**作業内容**:
星野リゾートについての抜粋を読み、次の問いに答えてください。
1. 星野リゾートが徹底的に見直して改善したのは、システムの何ですか？
2. 星野リゾートはどのような宿泊施設として評価されましたか？
3. 星野リゾートが契約しているAWS総合支援サービスの名称は何ですか？

**抜粋テキスト**:
━━━
新型コロナウイルスの流行によってダメージを受けた業界のひとつ、宿泊業。しかし、大きなダメージを受けた企業のひとつであり、国内有数のリゾート運営会社の星野リゾートはそのピンチを機会に仕組みを進化させました。同社はシステムのコストを徹底的に見直して改善し、余裕ができた分でウィズコロナを意識したサービスを短期開発。ニューノーマル時代に対応した宿泊施設として評価されました。
数々の取組みのなかで星野リゾートはAWS総合支援サービス「クラスメソッドメンバーズ」をご契約いただいています。クラスメソッドはAWSのシステム構成やコスト・契約に関するアドバイスを行い、星野リゾートのスピーディーな開発と改善を繰り返す“攻めのコロナ対策”を支えました。
━━━
**提供リスト**:
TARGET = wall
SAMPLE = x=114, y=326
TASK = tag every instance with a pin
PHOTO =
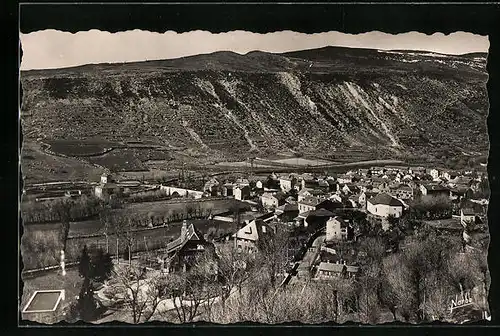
x=384, y=210
x=333, y=230
x=182, y=192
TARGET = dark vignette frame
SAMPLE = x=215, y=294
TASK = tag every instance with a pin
x=257, y=17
━━━
**回答**:
1. コスト
2. ニューノーマル時代に対応した宿泊施設
3. クラスメソッドメンバーズ